● Quoted text:
-- BEGIN --

The constant pressure condition

The system under condition of $p_{ex} = const$

This is a very simple situation. All we are saying is that the external pressure, i.e. the pressure exerted by the surroundings on the system, is constant. We do not know anything about the system pressure p. It may vary or stay the same, depending on the details of the process in question.

The system under condition of p = const

Rather surprisingly, this is a quite complicated situation. Imagine that we have a glass filled with a water/ice mixture - as the system absorbs heat from the air in the room, the ice will melt and the volume occupied by the mixture will decrease, but the pressure will remain at it's normal value, about 1 atm. Another situation might be a test-tube with a reacting mixture under a hood - as the reaction progresses gaseous products may be released, the reacting mixture might heat up etc. Still, the pressure will remain at the normal value of 1 atm. How is this possible? The answer is that to assure conditions of constant pressure in our system, we have to put it in contact with a special kind of surroundings, which will adjust to changes in volume without changing their pressure (the technical name is a volume reservoir).

We prepare the surroundings in a state where the external pressure $p_{ex}$ is equal to our desired pressure. We place the system in contact with these surroundings. If the initial system pressure is higher than $p_{ex}$ , the system will expand, if the initial system pressure is lower than $p_{ex}$ , the system will be compressed. In the end, mechanical equilibrium will be reached:

$\begin{displaymath}p = p_{ex} \end{displaymath}$

Because of the special property of the surroundings, the changes in the system will not lead to a measurable change in the pressure in the surroundings, which will remain at its pre-determined value of $p_{ex}$ . We can write this as

$\begin{displaymath}p = p_{ex} = const \end{displaymath}$

This is the real meaning of the statement "the system is at a constant pressure p". Thus, a system at constant pressure p is actually in mechanical equilibrium with surroundings at the same pressure.

Physical justification

Let us think of the "supersystem" consisting of system + surroundings. In this isolated system, the volume is constant:

$\begin{displaymath}V_{tot} = V + V' = const or \Delta V + \Delta V' = 0 \end{displaymath}$

where V and V' are the volumes of the system and surroundings. This tells us that the volume changes in the system and surroundings are equal in magnitude but opposite in sign.

-- END --

● Provided data:
-- BEGIN --

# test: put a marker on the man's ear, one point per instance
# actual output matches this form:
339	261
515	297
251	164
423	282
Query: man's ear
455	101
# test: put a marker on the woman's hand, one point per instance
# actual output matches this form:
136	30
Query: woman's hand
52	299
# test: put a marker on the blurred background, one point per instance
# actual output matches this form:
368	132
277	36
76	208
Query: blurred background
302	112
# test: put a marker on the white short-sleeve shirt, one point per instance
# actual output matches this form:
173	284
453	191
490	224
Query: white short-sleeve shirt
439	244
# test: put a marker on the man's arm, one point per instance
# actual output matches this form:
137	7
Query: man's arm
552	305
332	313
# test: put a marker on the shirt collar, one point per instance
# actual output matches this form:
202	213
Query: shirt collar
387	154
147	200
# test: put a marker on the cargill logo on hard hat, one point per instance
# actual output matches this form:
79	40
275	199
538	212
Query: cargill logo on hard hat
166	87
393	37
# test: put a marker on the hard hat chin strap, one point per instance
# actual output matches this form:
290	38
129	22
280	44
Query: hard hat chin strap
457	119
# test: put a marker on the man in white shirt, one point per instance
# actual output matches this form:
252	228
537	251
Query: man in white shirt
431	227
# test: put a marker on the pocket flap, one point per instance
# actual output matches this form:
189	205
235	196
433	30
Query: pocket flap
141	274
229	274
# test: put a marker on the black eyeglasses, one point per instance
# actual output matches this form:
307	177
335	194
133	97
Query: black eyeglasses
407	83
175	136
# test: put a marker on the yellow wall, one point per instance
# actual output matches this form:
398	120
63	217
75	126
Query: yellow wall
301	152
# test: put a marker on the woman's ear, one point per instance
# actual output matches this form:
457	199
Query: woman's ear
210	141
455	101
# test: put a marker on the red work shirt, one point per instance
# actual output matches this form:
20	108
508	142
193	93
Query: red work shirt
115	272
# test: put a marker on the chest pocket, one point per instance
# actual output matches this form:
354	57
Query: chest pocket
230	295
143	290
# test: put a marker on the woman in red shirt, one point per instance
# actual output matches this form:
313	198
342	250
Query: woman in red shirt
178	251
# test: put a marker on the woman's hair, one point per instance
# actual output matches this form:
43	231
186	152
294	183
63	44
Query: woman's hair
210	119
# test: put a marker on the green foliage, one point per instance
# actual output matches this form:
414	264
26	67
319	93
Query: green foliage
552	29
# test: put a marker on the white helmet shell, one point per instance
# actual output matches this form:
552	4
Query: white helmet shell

-- END --

● Given task: Write out the passage on the constant pressure condition word for word, beginning at "Because of the" and stopping after "opposite in sign.". The listing above comes from a separate source.

● Exercise output:
Because of the special property of the surroundings, the changes in the system will not lead to a measurable change in the pressure in the surroundings, which will remain at its pre-determined value of $p_{ex}$ . We can write this as

$\begin{displaymath}p = p_{ex} = const \end{displaymath}$

This is the real meaning of the statement "the system is at a constant pressure p". Thus, a system at constant pressure p is actually in mechanical equilibrium with surroundings at the same pressure.

Physical justification

Let us think of the "supersystem" consisting of system + surroundings. In this isolated system, the volume is constant:

$\begin{displaymath}V_{tot} = V + V' = const or \Delta V + \Delta V' = 0 \end{displaymath}$

where V and V' are the volumes of the system and surroundings. This tells us that the volume changes in the system and surroundings are equal in magnitude but opposite in sign.